> _TASK OBJECTIVE_
Every line in the listing below from the one with "the blue jeans" through the one with "the black jeans" is to be reproduced exactly, both ends included; leave out the rest.

> _DATA SHOWN_
....
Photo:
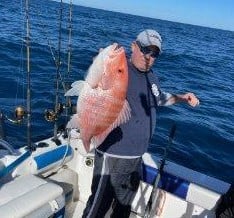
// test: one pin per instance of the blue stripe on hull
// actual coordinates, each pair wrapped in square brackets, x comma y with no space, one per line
[168,182]
[53,156]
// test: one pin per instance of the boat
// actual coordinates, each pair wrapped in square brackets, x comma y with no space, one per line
[52,178]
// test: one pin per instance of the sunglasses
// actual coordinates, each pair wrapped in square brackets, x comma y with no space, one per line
[148,51]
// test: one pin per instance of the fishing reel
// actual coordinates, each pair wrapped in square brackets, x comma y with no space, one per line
[19,115]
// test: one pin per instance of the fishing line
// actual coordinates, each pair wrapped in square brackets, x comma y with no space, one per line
[20,71]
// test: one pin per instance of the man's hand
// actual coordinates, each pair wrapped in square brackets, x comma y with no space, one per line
[191,99]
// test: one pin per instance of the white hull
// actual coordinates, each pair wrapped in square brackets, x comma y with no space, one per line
[55,179]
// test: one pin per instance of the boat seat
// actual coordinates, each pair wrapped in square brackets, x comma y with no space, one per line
[30,196]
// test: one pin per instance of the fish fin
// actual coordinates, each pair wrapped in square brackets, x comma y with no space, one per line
[74,122]
[123,117]
[77,86]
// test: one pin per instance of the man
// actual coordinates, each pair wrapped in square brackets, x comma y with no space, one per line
[118,159]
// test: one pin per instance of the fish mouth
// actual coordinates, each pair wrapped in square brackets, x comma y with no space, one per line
[117,48]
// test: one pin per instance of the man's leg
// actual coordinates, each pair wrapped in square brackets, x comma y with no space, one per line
[125,178]
[102,194]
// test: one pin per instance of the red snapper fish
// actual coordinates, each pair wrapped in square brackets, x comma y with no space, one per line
[102,104]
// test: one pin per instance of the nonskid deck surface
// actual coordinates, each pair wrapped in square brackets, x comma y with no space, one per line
[74,175]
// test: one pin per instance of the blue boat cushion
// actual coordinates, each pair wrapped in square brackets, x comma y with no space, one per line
[52,158]
[30,196]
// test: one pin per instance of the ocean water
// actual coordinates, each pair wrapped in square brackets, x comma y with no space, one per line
[194,59]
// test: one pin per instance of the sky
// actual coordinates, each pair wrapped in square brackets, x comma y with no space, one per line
[210,13]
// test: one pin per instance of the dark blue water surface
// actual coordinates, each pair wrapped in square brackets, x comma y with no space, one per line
[195,59]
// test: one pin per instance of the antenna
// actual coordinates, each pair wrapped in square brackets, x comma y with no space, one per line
[28,79]
[58,74]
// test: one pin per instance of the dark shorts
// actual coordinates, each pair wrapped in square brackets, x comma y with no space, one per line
[115,182]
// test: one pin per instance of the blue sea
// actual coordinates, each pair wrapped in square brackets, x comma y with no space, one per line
[194,59]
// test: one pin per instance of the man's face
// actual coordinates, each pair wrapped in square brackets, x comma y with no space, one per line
[143,57]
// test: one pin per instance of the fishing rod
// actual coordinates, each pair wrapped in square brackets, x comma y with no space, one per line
[29,144]
[151,205]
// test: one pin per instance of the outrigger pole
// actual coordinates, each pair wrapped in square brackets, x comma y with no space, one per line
[68,100]
[58,75]
[151,205]
[29,144]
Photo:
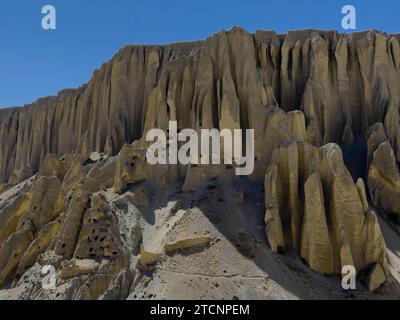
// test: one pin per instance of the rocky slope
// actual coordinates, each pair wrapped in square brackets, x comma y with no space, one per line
[79,195]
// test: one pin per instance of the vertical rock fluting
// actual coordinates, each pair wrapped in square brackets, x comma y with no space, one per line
[314,206]
[343,84]
[299,92]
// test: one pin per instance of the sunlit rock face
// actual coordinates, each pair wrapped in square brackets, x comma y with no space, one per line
[77,193]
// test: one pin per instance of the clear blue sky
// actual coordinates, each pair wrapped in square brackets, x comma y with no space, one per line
[36,63]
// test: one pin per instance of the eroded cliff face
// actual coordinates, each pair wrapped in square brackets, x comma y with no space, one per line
[91,206]
[342,83]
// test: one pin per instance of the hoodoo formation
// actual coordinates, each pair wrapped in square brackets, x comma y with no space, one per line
[77,193]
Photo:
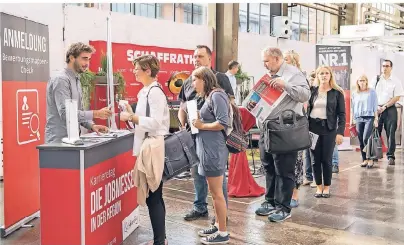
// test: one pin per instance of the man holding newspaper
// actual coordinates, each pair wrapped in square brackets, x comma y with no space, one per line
[288,89]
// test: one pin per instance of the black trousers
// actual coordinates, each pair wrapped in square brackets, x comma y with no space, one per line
[157,213]
[280,177]
[322,166]
[389,120]
[364,126]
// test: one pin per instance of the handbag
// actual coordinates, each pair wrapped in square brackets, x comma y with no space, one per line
[374,150]
[180,150]
[287,133]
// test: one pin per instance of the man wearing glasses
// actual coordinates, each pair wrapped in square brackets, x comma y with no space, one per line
[389,90]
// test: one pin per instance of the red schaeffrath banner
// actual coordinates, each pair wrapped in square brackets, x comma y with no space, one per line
[24,75]
[172,60]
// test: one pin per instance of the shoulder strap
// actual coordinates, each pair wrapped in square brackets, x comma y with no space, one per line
[210,107]
[377,81]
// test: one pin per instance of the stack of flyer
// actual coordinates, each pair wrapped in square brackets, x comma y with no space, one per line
[262,99]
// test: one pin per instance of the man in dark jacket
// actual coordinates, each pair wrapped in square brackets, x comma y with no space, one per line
[203,57]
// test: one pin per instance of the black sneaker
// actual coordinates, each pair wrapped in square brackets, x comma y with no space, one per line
[335,169]
[279,216]
[216,239]
[265,209]
[208,231]
[213,221]
[194,215]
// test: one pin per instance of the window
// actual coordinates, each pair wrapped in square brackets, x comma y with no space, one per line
[294,15]
[199,15]
[312,26]
[121,7]
[265,19]
[309,24]
[320,25]
[145,9]
[304,24]
[191,13]
[165,11]
[188,13]
[327,24]
[243,17]
[254,17]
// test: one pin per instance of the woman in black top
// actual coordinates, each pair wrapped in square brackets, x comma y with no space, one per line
[326,112]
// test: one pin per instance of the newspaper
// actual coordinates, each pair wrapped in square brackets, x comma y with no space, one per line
[262,99]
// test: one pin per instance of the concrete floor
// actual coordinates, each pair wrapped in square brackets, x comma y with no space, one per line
[366,207]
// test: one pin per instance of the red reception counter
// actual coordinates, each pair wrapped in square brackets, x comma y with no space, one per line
[87,193]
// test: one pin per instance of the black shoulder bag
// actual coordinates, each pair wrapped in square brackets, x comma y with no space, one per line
[180,150]
[288,133]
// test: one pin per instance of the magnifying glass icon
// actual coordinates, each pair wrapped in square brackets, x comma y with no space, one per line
[34,125]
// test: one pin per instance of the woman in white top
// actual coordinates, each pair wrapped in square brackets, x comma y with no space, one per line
[326,112]
[156,124]
[293,58]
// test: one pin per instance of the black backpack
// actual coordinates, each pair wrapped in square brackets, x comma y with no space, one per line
[235,136]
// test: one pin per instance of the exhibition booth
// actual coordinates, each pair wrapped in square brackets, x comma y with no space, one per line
[72,187]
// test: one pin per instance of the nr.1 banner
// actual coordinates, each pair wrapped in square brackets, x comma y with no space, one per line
[24,75]
[339,59]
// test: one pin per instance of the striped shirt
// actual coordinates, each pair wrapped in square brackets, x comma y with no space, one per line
[62,86]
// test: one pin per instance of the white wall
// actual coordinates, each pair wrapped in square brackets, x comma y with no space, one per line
[84,24]
[251,45]
[50,14]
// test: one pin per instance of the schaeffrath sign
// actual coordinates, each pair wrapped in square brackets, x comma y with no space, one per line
[339,59]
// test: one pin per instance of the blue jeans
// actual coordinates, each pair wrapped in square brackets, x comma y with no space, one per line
[201,191]
[307,165]
[335,157]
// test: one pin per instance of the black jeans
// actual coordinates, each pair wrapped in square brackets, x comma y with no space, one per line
[389,120]
[322,166]
[364,126]
[157,213]
[280,177]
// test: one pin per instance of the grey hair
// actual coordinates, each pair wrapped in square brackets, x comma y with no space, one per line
[273,52]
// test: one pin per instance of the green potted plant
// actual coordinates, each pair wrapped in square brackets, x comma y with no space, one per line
[241,76]
[89,79]
[87,87]
[243,80]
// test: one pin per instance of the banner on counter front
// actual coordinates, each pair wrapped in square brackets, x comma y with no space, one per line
[24,75]
[111,209]
[339,59]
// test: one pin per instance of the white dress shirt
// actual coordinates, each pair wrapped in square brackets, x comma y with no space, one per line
[387,89]
[159,121]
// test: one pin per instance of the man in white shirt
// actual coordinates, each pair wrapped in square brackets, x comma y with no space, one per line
[389,90]
[231,72]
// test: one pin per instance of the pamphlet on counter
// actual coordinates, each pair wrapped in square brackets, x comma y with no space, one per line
[262,99]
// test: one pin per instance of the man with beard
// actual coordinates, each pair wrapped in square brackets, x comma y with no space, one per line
[203,57]
[66,85]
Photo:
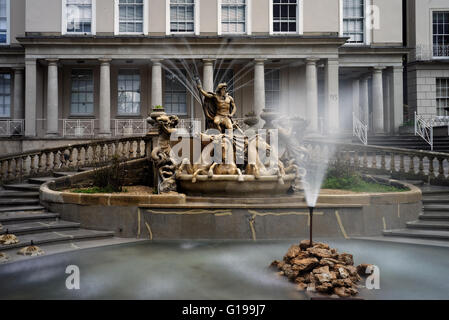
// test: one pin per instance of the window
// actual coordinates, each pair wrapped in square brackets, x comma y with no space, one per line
[131,16]
[82,96]
[272,88]
[440,33]
[442,97]
[5,95]
[182,15]
[129,92]
[285,16]
[4,21]
[233,16]
[78,16]
[354,21]
[227,76]
[175,94]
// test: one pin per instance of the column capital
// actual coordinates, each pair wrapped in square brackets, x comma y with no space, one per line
[52,62]
[378,69]
[260,60]
[156,62]
[208,61]
[312,60]
[19,70]
[105,61]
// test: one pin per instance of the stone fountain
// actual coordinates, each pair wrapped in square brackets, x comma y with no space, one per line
[228,161]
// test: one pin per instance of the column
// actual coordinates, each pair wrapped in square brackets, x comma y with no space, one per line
[30,97]
[397,97]
[105,98]
[259,86]
[364,100]
[312,93]
[208,75]
[52,98]
[378,101]
[356,98]
[331,94]
[387,113]
[19,94]
[156,83]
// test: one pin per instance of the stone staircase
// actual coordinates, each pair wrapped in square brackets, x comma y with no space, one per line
[433,223]
[440,144]
[22,215]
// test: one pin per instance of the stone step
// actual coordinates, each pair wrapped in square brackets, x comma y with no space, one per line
[21,208]
[57,236]
[18,201]
[426,224]
[40,180]
[436,207]
[22,187]
[64,174]
[18,194]
[7,218]
[434,215]
[38,226]
[416,233]
[436,200]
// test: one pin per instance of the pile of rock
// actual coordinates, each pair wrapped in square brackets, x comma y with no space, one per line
[321,268]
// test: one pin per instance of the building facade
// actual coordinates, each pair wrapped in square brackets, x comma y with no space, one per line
[428,63]
[85,69]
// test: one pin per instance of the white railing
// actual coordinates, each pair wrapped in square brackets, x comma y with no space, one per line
[11,127]
[359,129]
[78,127]
[424,53]
[130,127]
[424,129]
[189,126]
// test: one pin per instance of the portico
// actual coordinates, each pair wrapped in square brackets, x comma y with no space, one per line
[304,77]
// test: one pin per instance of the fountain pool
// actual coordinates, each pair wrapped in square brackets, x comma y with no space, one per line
[215,270]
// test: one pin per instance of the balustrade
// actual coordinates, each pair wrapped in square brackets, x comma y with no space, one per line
[43,162]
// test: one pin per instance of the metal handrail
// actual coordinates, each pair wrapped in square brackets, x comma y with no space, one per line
[424,129]
[359,129]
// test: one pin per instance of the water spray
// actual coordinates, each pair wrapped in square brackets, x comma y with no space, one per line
[311,225]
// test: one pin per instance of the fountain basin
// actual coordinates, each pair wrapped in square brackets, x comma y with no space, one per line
[230,186]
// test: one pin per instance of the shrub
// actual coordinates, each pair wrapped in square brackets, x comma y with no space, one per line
[112,177]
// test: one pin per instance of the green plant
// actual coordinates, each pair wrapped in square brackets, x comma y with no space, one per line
[111,177]
[342,175]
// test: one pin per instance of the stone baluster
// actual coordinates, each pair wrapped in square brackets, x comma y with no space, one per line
[102,153]
[421,166]
[440,169]
[131,150]
[431,168]
[374,161]
[19,166]
[393,163]
[56,156]
[86,156]
[10,170]
[1,171]
[139,150]
[356,159]
[48,161]
[41,163]
[32,164]
[411,169]
[402,165]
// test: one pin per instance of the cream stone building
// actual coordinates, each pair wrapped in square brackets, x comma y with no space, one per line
[428,63]
[86,69]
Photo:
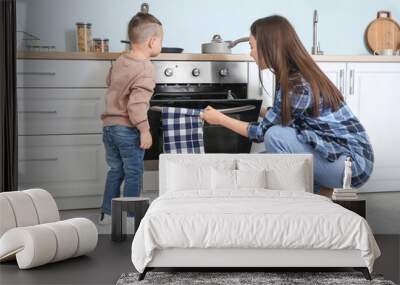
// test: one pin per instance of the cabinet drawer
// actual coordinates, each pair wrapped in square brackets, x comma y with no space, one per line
[60,111]
[65,165]
[62,73]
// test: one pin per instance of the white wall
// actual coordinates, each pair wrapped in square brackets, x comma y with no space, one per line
[189,23]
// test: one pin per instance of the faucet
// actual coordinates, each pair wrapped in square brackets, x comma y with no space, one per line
[316,46]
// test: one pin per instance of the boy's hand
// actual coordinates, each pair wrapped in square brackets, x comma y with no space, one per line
[145,139]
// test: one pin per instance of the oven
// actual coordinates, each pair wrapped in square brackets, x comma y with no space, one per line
[222,85]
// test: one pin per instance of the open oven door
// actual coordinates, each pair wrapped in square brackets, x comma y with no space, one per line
[217,139]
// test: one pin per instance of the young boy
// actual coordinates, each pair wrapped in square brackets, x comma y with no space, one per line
[126,130]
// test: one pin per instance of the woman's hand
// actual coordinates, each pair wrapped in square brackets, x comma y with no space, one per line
[212,116]
[145,139]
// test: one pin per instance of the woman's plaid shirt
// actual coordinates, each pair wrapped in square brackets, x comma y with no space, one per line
[332,134]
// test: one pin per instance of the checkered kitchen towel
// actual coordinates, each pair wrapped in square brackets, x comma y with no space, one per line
[182,130]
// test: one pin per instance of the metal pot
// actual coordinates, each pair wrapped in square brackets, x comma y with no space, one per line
[218,45]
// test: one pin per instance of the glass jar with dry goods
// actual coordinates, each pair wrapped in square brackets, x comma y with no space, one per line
[106,45]
[83,36]
[97,45]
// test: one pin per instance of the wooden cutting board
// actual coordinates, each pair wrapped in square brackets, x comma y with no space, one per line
[383,33]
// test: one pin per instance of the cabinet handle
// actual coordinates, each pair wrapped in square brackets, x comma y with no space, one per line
[38,112]
[341,81]
[36,73]
[351,84]
[39,159]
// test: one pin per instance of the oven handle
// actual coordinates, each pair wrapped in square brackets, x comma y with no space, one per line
[225,111]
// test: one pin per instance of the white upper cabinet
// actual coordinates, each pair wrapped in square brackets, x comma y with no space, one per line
[373,95]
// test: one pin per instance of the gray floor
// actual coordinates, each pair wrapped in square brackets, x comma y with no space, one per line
[110,260]
[103,266]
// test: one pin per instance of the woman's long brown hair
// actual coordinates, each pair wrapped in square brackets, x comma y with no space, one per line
[280,49]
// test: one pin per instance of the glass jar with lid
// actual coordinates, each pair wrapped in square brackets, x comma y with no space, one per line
[97,45]
[83,36]
[106,45]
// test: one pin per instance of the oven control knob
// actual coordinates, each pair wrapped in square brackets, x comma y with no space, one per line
[168,72]
[223,72]
[196,72]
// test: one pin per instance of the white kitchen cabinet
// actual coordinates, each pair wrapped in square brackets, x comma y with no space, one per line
[373,95]
[59,128]
[62,73]
[68,166]
[261,86]
[336,72]
[60,110]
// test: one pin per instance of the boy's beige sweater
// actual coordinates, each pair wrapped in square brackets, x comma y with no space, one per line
[130,86]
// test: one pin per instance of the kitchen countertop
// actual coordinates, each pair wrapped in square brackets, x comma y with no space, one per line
[196,57]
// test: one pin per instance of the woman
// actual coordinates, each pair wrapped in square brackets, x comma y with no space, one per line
[309,114]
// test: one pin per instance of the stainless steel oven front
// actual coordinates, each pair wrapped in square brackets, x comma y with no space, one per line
[190,84]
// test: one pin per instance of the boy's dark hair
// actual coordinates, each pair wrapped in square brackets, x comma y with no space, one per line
[142,26]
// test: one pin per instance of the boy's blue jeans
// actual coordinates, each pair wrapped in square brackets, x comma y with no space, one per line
[279,139]
[125,163]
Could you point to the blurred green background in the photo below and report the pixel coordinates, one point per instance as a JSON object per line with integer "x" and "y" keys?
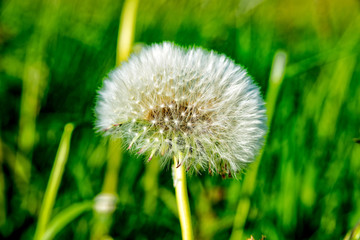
....
> _FINAL ANSWER_
// test: one pin per instance of the blue jeans
// actual coordinates, each pair wrapped in square brackets, x comma y with no space, one per line
[201,191]
[307,165]
[335,157]
// test: one pin per instance of the black jeans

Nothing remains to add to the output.